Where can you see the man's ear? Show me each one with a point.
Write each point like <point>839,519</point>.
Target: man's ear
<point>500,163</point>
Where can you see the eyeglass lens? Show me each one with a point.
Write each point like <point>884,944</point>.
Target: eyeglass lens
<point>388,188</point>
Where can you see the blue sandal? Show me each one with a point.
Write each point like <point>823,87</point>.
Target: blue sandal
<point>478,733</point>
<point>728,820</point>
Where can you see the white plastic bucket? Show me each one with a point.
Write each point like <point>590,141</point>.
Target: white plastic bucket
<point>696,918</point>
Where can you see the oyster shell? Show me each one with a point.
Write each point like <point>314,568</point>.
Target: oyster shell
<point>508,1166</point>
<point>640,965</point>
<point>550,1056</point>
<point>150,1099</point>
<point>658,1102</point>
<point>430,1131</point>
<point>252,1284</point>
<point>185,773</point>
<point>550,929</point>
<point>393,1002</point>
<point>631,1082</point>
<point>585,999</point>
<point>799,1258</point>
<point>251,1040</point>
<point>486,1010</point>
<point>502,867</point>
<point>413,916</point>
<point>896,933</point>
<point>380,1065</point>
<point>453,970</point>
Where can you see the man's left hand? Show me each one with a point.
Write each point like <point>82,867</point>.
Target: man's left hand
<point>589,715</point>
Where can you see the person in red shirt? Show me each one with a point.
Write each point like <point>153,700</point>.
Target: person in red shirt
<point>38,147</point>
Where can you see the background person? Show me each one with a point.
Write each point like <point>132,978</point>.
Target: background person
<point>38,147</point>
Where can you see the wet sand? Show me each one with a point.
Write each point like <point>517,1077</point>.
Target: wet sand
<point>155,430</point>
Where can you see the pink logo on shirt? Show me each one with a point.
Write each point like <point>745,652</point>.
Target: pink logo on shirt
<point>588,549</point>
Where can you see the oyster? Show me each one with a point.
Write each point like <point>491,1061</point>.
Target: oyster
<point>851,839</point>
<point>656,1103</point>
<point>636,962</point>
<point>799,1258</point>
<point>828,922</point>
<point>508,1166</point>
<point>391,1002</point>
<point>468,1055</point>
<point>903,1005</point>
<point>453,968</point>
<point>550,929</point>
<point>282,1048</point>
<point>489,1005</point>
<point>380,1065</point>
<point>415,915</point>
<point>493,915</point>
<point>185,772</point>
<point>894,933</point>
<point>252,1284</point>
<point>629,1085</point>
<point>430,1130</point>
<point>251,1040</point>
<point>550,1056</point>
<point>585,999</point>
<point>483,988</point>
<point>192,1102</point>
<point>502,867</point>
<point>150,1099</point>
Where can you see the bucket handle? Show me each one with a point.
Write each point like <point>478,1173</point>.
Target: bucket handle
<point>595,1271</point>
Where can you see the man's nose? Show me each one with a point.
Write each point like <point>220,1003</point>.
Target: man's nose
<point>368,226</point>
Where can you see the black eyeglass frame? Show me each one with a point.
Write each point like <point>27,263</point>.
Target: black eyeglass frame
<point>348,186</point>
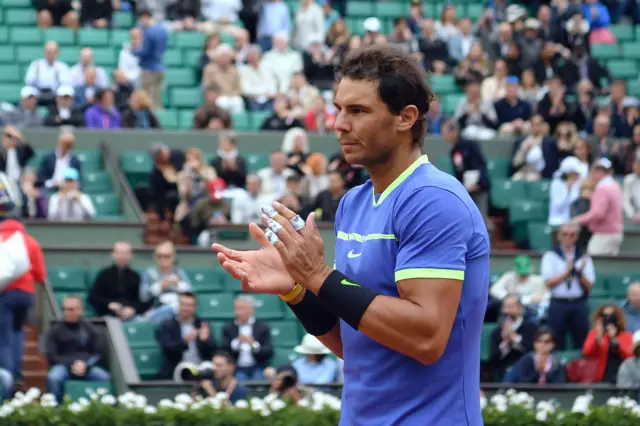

━━━

In the stretch of the listing from the line containing "Where can you see the oyster?" through the end of the listing, swap "bucket handle" for "pail handle" and give those lines again with nothing else changed, leaving out the pictures.

Where can you see the oyster? Show me each one with a point.
Write each point like <point>491,1061</point>.
Target: oyster
<point>851,839</point>
<point>656,1103</point>
<point>636,962</point>
<point>799,1258</point>
<point>828,922</point>
<point>508,1166</point>
<point>391,1002</point>
<point>468,1055</point>
<point>903,1005</point>
<point>453,968</point>
<point>550,929</point>
<point>282,1048</point>
<point>489,1005</point>
<point>380,1065</point>
<point>415,915</point>
<point>493,915</point>
<point>185,772</point>
<point>894,933</point>
<point>252,1284</point>
<point>629,1085</point>
<point>430,1130</point>
<point>251,1040</point>
<point>550,1056</point>
<point>585,999</point>
<point>483,988</point>
<point>192,1102</point>
<point>502,867</point>
<point>150,1099</point>
Where can you see the pail handle? Show me each one with a point.
Write each point like <point>478,1173</point>.
Target: pail handle
<point>595,1271</point>
Where can you see the man's nose? Show me each one with a point.
Write each point like <point>220,1003</point>.
Target: man's nose
<point>368,226</point>
Where can you see the black eyeglass frame? Show me each one with a point.
Write each point like <point>27,263</point>.
Target: black eyeglass frame
<point>348,186</point>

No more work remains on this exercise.